_WRITTEN TASKS_:
a) In the passage on virtualized firewalls, what throughput is given for an ASIC-based firewall?
b) Reproduce the passage on virtualized firewalls verbatim, from "Typically, a virtual" up to and including "around the network.".

_GIVEN PASSAGE_:
• • • • • • •

The performance is very limited and the performance in a cloud is shared. An asic-based firewall can do > 500GBps. A VMware based Firewall or switch does < 20GBps. To the statement LAN NIC could catch a flu from wire. You also could state that any intermediate device like switch, router, ips could also get exploited by in-transit-traffic.

We see this in "malformed" packets (aka frames, fragments, segments etc.) So one could state using "intermediate" devices is insecure. Also the German NIST called BSI stated some years ago that the virtual routers (like VDCs (Virtual Device Context - Cisco Nexus)) and VRF (Virtual Route Forwarding) is insecure. From a point of view, sharing resources is always a risk. User can exploit resources and reduce service quality for all other users. Which globally would place the whole VLAN and overlay technologies (like VPN and MPLS) in Question.

If you have really high demands on security I would use dedicated hardware and dedicated network (including dedicated lines!) If you ask if the hypervisor (especially in bare metal) is a special security problem in a common scenario... I would say no.


Typically, a virtual machine is connected to the network via a bridged connection (i.e. networking goes through the physical computer it's running on). To use the VM as a firewall means that all traffic can come in to the physical computer, then the packets are sent to the VM, filtered and then sent back out to the physical computer. Since the physical computer can take unfiltered packets and is responsible for distributing the packets to the rest of the network, this is exploitable to send unfiltered packets around the network.

• • • • • • •

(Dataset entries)
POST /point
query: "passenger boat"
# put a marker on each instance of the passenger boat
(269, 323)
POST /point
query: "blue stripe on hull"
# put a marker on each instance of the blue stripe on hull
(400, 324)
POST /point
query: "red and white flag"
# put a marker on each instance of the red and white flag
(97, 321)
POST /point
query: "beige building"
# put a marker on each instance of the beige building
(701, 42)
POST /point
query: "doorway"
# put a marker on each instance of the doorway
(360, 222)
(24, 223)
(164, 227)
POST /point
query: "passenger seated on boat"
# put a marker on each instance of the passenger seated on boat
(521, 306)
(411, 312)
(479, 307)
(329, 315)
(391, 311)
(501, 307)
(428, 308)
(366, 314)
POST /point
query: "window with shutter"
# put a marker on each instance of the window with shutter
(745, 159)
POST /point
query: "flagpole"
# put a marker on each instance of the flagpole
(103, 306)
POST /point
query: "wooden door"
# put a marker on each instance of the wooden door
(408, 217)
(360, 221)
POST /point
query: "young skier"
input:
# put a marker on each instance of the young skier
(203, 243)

• • • • • • •

_CORRECT ANSWERS_:
a) More than 500GBps.

b)
Typically, a virtual machine is connected to the network via a bridged connection (i.e. networking goes through the physical computer it's running on). To use the VM as a firewall means that all traffic can come in to the physical computer, then the packets are sent to the VM, filtered and then sent back out to the physical computer. Since the physical computer can take unfiltered packets and is responsible for distributing the packets to the rest of the network, this is exploitable to send unfiltered packets around the network.